### Problem:
Count how many lines in the records below contain the string "smiling", with case counting. Reply with the number alone.

Dataset items
** Begin **
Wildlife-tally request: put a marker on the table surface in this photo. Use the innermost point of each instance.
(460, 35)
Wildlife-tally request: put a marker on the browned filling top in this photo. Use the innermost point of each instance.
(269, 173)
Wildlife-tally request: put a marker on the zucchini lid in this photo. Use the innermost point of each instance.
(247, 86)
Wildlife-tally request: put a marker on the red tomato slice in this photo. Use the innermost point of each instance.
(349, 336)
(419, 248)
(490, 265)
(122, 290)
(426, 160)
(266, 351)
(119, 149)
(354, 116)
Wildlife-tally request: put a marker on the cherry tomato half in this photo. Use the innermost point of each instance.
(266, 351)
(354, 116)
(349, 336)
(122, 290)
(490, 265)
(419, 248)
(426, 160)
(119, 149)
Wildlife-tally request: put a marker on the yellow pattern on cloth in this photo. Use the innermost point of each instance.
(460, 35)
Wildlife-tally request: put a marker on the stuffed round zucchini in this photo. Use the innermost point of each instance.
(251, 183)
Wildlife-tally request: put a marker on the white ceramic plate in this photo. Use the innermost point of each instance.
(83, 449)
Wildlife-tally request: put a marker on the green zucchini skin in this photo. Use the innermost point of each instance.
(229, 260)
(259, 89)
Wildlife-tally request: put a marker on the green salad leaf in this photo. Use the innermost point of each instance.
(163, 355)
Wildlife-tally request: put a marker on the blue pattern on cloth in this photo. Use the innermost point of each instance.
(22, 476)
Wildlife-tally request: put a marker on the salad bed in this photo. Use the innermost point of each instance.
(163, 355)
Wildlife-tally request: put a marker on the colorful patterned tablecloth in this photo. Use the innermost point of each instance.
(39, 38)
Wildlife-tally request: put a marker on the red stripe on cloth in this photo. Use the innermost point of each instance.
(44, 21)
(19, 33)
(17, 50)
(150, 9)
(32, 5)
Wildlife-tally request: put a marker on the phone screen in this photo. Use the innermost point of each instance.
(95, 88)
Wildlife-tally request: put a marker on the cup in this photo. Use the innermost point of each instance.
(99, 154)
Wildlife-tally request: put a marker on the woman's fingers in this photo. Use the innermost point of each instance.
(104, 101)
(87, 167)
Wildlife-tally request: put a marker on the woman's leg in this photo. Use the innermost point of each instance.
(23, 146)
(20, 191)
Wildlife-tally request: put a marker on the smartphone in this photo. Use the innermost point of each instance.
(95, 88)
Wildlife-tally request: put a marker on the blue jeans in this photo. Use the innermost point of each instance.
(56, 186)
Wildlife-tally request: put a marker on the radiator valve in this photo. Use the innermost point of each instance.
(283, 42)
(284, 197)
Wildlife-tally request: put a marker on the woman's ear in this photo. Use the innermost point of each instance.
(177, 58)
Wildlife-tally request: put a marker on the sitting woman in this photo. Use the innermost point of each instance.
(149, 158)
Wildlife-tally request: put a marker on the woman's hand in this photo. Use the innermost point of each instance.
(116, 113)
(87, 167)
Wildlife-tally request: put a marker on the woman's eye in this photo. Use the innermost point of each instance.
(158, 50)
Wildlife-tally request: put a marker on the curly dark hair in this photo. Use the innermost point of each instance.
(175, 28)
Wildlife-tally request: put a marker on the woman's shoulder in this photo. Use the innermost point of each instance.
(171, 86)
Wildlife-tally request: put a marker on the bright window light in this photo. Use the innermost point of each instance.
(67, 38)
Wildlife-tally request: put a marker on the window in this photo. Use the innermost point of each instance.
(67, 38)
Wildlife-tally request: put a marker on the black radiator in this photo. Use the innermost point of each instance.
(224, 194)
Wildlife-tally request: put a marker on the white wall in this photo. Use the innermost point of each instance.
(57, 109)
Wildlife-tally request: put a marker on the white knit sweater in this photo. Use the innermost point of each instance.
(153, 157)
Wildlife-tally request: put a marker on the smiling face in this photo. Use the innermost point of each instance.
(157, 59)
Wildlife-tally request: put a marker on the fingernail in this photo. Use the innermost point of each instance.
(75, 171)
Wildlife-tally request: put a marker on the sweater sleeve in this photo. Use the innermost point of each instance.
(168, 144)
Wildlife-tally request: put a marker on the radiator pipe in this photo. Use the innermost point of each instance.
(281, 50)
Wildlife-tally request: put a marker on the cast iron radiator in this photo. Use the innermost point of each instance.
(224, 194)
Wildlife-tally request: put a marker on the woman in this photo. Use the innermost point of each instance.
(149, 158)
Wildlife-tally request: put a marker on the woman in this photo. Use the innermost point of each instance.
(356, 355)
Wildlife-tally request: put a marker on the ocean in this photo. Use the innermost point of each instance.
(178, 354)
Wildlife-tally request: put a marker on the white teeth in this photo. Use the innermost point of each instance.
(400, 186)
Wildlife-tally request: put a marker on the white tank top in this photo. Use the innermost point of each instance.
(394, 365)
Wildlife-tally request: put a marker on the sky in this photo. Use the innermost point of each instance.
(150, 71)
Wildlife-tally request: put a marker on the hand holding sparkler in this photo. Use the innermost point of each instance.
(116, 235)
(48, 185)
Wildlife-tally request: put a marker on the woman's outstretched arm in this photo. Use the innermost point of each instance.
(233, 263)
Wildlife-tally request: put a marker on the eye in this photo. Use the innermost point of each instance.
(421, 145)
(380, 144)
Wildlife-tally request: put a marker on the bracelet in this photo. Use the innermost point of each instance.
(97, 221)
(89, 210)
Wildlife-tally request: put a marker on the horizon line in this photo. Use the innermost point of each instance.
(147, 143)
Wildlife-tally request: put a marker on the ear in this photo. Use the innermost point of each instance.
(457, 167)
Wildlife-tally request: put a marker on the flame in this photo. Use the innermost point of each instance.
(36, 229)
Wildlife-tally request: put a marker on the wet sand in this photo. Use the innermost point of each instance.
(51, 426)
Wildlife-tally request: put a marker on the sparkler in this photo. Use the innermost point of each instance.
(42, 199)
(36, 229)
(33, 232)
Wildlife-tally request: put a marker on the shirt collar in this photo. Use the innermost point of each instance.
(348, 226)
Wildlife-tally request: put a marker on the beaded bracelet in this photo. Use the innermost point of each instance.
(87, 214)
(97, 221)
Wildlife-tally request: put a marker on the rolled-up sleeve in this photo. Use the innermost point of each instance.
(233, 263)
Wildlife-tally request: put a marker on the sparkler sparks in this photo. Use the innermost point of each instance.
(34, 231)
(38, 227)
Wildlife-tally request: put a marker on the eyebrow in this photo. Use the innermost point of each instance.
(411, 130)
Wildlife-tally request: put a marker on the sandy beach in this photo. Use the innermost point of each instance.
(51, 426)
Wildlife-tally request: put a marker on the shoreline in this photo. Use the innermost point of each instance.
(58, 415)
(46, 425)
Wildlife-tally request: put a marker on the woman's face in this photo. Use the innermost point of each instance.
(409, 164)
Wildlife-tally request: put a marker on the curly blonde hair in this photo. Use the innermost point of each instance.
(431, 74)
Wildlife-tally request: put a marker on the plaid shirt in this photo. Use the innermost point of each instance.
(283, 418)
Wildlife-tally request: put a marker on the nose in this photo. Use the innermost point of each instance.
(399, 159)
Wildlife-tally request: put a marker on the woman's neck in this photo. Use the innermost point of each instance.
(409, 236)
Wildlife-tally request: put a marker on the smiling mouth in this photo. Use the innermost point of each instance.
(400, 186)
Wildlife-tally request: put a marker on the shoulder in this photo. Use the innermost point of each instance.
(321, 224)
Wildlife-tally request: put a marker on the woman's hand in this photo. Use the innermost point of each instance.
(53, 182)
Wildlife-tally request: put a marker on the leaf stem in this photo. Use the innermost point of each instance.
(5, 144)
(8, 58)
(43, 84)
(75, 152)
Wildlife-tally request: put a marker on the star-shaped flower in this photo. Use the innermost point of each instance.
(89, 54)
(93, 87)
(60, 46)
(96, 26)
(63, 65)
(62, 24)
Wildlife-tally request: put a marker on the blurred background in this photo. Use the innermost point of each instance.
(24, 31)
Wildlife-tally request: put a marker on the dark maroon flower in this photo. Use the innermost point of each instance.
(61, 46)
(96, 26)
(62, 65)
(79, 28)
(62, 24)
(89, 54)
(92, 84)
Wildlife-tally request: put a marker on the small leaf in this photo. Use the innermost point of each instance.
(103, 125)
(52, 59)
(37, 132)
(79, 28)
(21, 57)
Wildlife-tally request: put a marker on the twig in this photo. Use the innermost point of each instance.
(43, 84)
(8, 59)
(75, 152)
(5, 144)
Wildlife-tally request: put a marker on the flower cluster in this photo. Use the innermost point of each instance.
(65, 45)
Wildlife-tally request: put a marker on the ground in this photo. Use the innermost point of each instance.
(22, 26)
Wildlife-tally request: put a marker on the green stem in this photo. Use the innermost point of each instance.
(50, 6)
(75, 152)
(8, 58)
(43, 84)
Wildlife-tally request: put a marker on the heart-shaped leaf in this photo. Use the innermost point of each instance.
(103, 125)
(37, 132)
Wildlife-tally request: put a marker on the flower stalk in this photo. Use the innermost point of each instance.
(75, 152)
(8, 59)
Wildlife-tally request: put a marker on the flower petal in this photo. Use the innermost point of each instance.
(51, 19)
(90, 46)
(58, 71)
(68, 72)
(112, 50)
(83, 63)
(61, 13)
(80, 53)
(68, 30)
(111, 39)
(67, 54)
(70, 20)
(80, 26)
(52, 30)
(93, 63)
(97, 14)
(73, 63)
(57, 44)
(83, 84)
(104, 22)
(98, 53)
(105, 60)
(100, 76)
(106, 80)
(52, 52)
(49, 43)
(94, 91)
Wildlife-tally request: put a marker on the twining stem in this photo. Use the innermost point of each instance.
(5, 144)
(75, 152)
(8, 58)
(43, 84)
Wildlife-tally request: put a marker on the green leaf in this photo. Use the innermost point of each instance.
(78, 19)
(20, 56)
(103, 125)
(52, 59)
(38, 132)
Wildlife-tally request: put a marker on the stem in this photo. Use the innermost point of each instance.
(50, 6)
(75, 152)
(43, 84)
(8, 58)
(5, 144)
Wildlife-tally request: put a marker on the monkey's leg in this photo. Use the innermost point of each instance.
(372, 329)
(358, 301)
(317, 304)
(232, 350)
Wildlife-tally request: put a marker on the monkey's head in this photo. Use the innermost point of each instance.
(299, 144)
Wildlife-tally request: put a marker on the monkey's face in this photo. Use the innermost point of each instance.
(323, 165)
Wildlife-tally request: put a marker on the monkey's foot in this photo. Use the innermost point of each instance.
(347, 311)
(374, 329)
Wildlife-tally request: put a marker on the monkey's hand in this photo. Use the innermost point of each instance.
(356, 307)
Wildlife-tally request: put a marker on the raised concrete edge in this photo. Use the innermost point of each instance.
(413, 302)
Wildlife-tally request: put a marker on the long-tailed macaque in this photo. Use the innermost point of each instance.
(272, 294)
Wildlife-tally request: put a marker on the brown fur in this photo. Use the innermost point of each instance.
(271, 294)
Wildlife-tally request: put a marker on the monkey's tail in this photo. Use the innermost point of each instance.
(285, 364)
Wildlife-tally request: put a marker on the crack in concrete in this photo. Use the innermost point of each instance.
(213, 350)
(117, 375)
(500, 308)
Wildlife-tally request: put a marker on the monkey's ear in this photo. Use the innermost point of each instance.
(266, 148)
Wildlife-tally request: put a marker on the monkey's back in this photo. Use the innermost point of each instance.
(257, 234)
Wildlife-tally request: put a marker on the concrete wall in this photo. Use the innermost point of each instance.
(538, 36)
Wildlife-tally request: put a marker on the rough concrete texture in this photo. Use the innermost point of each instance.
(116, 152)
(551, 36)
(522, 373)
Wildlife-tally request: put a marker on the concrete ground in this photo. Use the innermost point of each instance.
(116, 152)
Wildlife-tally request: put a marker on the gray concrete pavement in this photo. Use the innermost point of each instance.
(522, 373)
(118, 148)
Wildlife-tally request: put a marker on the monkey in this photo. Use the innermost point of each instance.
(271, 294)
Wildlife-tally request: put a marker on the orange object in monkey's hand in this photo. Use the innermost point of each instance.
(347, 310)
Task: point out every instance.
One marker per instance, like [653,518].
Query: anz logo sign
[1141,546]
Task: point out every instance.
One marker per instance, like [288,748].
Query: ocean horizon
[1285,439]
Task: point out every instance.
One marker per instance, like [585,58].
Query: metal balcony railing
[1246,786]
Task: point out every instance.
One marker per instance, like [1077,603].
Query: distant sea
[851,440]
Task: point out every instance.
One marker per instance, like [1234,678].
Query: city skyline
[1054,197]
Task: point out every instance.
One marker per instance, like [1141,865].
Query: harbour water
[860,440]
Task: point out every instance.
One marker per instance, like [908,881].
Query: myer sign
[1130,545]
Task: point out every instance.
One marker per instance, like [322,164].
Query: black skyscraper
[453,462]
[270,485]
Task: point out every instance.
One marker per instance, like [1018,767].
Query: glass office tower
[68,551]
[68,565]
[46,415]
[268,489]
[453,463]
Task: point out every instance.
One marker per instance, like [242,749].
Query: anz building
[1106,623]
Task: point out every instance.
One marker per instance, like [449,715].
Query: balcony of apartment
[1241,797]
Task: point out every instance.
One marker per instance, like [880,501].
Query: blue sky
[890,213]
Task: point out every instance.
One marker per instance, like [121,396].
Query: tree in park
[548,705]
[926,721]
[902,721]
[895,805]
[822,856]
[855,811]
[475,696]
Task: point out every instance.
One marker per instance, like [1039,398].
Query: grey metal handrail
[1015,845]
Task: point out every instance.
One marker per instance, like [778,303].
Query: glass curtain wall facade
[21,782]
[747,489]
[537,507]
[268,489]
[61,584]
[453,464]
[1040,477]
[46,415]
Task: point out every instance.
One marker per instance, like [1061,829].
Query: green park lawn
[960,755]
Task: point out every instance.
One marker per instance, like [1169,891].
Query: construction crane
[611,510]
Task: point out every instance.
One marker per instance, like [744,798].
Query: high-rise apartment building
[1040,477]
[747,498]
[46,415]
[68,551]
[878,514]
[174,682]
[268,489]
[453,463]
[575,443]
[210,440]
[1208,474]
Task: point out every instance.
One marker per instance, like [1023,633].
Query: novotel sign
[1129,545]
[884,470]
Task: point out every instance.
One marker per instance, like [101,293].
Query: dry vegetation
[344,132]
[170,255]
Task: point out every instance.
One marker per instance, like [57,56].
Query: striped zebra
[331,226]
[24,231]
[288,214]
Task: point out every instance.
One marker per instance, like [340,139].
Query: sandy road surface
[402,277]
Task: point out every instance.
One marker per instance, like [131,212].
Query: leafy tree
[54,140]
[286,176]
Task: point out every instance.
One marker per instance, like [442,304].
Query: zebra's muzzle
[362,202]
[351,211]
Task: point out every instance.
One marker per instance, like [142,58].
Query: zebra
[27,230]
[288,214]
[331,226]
** End **
### Answer:
2